Page extract:
*-*-*
Based on the aforementioned provisions, the Court must examine its jurisdiction and rule on any objections thereto, if any.
The Court notes that, in the present case, the Respondent State raises an objection to material jurisdiction. The Court will rule on this objection before examining other aspects of jurisdiction, if necessary.
Objection to material jurisdiction
The Respondent State maintains that the jurisdiction of the Court emanates from Article 3 of the Protocol and Rule 29 of its Rules of Procedure.3
It further contends that the above-mentioned provisions do not empower this Court to rule as an appellate court and, consequently, to examine the present Application, review the judgment of the Court of Appeal, assess the evidence, quash the conviction and sentence, and release the Applicant.
*
The Applicant submits that the objection be dismissed, arguing that he did not seize this Court as an appellate court, but rather filed an application alleging human rights violations.
He further submits that for the above-mentioned reasons, the Court has jurisdiction to examine the Application insofar as the Respondent State in the present case is a State Party to the Charter. He also avers that the Court has jurisdiction insofar as the Application alleges violation of human rights protected by the Charter, to which the Respondent State is a party.
***
The Court recalls that, under Article 3(1) of the Protocol, it is has jurisdiction to examine “all cases and disputes submitted to it concerning the interpretation and application of the Charter, this Protocol and any other relevant human rights instrument ratified by the States concerned”.
The Court emphasizes that for it to assume material jurisdiction, it is sufficient that the Applicant alleges violations of human rights protected by the Charter or any other human rights instrument ratified by the Respondent State.4 In the present case, the Applicant alleges violation of Articles 2, 3(1)(2), and 7(1)(c) of the Charter.
The Court recalls its established jurisprudence, that it is not an appellate court in respect of decisions handed down by national courts.5 However, “this does not preclude it from examining relevant proceedings in the national courts in order to determine whether they are in accordance with the standards set out in the Charter or by other human instruments ratified by the States concerned”.6 The Court would therefore not be acting as an appellate court if it were to examine the Applicant’s allegations.
*-*-*
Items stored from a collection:
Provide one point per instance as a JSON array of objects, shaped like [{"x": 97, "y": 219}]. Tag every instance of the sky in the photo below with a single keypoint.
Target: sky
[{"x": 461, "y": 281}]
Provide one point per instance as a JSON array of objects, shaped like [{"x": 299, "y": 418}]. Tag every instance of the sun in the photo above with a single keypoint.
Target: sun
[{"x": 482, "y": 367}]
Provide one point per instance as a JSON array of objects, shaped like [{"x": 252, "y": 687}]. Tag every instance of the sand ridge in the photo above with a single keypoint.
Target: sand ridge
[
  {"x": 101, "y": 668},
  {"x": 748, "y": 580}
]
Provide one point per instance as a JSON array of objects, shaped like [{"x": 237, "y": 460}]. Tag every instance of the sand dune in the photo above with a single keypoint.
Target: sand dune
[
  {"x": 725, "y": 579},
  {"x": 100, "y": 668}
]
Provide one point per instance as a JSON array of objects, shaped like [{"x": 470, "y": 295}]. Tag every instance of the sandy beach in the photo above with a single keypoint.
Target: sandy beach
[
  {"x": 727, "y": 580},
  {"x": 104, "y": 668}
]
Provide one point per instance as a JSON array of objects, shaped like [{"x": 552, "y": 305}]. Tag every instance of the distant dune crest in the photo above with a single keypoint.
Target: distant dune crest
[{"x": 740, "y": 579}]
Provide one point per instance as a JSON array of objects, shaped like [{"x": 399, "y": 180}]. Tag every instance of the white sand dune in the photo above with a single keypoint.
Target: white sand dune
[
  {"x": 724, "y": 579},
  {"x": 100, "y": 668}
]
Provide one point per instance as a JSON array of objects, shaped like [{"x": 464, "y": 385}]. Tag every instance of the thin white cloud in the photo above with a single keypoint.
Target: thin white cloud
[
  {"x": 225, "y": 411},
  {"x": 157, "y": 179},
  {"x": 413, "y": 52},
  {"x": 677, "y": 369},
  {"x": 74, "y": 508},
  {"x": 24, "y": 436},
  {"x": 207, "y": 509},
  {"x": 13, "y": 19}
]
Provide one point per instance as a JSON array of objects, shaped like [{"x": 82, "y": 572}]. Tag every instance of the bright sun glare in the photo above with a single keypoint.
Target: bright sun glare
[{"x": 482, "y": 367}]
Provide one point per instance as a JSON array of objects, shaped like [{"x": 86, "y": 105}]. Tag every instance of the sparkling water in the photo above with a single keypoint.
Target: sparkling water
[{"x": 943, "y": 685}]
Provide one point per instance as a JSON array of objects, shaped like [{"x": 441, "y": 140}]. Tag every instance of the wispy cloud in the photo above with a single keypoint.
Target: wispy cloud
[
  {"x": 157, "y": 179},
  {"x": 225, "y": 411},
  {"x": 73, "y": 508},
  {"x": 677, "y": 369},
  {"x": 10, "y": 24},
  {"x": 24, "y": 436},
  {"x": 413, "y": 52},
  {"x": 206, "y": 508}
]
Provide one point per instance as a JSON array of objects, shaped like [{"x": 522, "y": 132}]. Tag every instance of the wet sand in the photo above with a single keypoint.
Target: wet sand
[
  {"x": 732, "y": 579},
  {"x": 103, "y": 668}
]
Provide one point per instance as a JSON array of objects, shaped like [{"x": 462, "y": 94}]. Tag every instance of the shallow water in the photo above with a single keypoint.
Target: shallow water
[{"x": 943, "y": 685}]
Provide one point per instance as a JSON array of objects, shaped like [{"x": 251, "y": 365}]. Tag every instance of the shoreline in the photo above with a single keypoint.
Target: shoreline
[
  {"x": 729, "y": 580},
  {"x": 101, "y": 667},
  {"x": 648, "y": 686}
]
*-*-*
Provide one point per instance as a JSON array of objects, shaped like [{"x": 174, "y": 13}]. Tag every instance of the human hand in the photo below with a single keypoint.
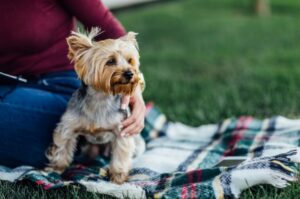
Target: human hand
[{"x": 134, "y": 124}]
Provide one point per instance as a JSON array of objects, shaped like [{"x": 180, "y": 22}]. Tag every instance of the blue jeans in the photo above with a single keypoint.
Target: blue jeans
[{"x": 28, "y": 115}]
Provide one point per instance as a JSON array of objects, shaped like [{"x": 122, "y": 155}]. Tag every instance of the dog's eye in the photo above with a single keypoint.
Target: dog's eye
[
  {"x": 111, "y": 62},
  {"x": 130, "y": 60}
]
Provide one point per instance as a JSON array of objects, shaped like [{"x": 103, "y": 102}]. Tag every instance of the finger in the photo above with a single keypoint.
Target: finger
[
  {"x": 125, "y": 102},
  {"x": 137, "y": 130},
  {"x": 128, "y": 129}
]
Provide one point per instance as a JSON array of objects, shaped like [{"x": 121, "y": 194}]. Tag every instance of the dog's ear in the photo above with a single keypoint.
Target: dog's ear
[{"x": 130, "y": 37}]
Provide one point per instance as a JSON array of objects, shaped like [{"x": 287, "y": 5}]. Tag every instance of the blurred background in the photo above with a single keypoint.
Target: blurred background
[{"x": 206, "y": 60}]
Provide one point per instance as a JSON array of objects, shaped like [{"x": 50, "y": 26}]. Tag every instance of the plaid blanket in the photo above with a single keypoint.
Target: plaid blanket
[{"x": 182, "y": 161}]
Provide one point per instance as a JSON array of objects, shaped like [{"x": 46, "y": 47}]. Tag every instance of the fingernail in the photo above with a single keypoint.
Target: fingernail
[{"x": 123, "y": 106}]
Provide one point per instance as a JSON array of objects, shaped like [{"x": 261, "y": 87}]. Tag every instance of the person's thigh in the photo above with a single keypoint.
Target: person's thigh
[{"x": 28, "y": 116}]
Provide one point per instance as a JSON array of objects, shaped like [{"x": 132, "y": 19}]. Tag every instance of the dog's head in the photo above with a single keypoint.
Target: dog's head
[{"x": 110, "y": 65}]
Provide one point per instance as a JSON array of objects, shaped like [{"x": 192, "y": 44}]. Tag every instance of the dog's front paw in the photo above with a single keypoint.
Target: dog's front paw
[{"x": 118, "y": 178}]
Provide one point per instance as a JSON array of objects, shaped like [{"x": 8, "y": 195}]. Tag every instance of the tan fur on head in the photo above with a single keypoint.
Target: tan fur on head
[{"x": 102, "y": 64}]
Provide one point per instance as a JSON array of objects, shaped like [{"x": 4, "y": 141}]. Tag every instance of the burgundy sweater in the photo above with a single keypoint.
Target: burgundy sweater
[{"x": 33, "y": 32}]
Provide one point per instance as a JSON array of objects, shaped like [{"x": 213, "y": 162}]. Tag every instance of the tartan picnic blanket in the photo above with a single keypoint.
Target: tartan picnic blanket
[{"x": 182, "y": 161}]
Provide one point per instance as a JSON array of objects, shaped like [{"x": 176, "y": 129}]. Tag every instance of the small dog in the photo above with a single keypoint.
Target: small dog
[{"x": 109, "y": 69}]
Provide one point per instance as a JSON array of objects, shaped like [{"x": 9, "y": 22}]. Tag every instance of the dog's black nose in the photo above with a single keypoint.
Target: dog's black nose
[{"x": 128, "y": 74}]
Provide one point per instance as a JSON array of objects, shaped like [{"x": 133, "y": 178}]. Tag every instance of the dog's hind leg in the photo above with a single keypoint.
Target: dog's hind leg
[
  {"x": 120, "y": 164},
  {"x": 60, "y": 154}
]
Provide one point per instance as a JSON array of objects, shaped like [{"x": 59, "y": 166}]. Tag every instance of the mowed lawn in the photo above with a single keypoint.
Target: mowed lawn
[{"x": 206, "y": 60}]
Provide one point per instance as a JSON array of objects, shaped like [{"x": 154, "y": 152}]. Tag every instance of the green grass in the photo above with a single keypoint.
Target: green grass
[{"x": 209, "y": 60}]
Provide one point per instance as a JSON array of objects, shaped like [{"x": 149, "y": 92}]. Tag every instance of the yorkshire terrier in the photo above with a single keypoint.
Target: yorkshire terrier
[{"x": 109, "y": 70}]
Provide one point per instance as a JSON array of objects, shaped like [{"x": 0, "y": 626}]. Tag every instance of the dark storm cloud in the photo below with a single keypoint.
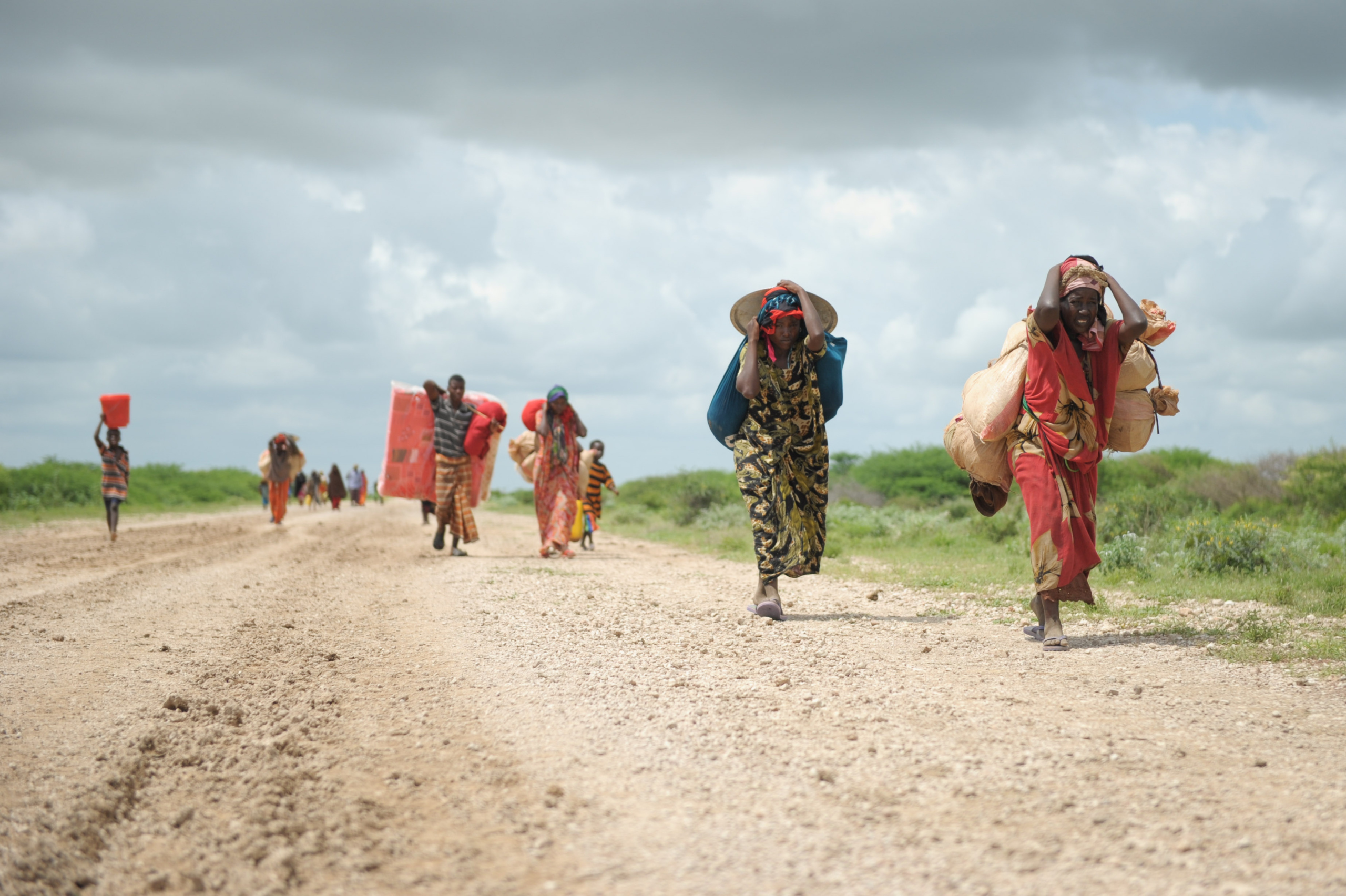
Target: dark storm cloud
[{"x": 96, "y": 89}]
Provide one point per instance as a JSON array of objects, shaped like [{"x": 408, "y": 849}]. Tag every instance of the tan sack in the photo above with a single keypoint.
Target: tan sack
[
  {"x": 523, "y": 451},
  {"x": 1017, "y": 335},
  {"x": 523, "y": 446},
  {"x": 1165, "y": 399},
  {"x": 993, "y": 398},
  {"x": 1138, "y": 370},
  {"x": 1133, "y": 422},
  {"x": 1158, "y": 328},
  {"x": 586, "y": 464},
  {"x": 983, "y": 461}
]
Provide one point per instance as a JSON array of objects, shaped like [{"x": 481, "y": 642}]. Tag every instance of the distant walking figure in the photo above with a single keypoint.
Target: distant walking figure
*-*-*
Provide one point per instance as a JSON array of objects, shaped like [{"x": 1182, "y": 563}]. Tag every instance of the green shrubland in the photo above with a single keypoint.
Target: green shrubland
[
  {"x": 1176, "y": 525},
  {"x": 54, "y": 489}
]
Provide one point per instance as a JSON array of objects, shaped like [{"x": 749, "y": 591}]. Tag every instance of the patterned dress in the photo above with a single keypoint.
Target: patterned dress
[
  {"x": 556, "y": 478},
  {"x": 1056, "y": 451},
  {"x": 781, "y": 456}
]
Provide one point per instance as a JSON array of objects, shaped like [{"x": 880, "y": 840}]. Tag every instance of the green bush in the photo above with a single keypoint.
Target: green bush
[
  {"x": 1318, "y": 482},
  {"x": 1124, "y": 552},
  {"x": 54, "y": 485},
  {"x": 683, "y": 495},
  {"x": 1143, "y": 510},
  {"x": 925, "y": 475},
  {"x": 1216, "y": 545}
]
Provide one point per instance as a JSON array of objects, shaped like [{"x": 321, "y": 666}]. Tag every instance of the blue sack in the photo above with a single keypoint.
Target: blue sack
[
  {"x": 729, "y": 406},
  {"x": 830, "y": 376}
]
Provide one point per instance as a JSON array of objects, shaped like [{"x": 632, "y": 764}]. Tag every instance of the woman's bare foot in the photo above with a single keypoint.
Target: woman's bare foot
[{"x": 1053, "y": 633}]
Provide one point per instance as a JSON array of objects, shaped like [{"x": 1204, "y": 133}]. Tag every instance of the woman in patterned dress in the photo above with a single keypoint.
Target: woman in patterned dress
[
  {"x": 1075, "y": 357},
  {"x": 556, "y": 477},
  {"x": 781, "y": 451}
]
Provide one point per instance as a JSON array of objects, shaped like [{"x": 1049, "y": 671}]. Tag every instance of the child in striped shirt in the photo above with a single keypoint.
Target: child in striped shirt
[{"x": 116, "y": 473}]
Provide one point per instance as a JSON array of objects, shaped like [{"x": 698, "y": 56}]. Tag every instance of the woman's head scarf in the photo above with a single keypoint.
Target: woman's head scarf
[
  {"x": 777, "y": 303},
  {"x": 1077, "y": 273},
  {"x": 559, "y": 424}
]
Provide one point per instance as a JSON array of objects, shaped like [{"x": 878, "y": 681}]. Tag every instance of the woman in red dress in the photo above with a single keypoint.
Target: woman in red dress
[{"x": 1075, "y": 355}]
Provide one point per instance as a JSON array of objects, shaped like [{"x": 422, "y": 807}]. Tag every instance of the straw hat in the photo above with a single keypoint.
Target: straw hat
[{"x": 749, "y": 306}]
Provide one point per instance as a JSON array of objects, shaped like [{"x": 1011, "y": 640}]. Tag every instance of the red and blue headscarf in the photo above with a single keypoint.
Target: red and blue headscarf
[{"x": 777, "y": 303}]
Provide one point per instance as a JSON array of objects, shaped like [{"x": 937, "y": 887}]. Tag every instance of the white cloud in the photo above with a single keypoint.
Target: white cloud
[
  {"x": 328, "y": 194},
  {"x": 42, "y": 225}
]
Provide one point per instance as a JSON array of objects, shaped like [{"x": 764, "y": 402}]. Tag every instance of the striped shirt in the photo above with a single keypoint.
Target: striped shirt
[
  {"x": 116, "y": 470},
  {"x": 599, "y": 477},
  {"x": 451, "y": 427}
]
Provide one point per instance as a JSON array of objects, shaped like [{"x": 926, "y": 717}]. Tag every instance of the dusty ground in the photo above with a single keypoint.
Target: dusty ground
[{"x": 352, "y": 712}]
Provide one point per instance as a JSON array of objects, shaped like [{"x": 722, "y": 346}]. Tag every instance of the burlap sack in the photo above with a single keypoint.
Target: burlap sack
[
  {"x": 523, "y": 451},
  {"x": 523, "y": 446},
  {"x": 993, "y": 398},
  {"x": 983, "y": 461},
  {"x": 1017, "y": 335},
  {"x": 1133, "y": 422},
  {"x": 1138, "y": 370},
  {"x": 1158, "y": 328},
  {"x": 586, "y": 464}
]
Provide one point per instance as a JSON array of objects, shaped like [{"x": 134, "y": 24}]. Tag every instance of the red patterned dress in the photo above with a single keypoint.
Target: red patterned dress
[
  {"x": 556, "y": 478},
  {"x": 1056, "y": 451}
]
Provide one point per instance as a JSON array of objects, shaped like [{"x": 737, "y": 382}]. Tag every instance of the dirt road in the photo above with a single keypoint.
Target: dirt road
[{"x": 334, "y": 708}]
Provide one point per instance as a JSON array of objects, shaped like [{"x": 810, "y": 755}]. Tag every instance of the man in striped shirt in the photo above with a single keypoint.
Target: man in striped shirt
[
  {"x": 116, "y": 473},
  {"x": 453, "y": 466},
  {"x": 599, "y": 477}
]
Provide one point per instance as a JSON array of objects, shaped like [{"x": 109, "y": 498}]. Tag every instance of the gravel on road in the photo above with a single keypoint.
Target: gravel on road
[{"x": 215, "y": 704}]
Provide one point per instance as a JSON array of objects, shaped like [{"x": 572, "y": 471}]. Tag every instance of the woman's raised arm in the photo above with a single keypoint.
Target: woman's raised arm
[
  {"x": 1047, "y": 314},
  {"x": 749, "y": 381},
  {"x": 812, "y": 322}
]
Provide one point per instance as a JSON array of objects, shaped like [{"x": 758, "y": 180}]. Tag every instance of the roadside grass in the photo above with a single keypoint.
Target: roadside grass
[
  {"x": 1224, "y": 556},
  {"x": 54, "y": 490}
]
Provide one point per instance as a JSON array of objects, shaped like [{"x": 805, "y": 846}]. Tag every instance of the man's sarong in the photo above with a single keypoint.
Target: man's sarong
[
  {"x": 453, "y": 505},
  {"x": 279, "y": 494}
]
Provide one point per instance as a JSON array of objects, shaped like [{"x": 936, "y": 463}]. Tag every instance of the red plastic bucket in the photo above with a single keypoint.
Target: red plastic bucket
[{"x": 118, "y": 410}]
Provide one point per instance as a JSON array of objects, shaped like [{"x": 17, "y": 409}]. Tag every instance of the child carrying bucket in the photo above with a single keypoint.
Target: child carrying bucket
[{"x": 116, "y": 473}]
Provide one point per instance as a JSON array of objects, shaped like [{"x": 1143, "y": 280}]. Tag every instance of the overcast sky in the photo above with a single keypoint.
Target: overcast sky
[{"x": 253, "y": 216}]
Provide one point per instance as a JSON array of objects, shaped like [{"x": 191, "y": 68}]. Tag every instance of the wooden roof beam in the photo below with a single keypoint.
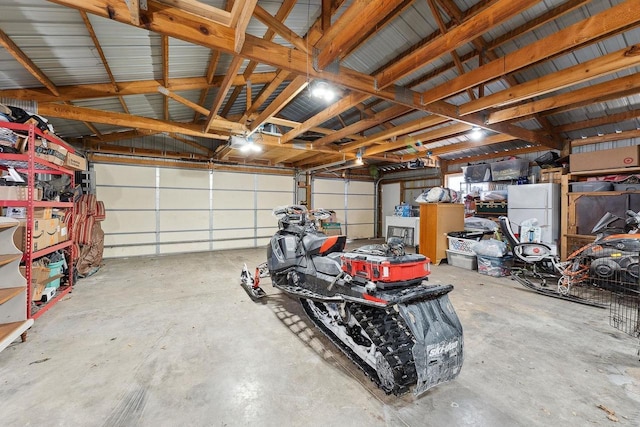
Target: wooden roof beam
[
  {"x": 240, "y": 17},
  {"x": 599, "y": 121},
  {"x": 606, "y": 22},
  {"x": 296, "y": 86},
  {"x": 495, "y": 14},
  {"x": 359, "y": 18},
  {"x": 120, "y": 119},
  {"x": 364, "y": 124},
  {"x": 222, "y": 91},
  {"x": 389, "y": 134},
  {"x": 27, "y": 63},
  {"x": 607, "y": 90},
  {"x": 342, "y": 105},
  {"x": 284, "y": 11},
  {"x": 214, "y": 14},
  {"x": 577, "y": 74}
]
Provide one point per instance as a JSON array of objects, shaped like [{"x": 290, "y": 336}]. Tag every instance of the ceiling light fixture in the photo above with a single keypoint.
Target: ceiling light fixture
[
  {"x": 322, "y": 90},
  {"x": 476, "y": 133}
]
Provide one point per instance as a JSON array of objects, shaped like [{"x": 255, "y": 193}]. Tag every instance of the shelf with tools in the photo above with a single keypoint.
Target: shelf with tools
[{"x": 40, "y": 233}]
*-*-*
Exercises to complete:
[1] According to the passage on the Court's jurisdiction, which articles of the Charter does the Applicant allege were violated?
[2] Extend the passage on the Court's material jurisdiction, starting after its last sentence.

The answers:
[1] Articles 2, 3(1)(2), and 7(1)(c) of the Charter.

[2]
In view of the above, the Court dismisses the Respondent State’s objection and holds that it has material jurisdiction to examine the present Application.
Other aspects of jurisdiction
The Court notes that the Respondent State does not contest its personal, temporal or territorial jurisdiction. Having found that nothing on record indicates that it lacks jurisdiction in these respects, the Court considers that it has:
Personal jurisdiction insofar as, as indicated in paragraph 2 of this judgment, the Respondent State deposited the Declaration. On 21 November 2019, the Respondent State deposited the instrument of withdrawal of its Declaration made under Article 34(6) of the Protocol. The Court has ruled that this withdrawal had no impact on pending cases, or on new cases brought before the entry into force of the said withdrawal one year after the deposit of the instrument relating thereto, in this case, on 22 November 2020.7 The present Application, which was lodged before the Respondent State deposited the instrument withdrawing its Declaration, is therefore not affected.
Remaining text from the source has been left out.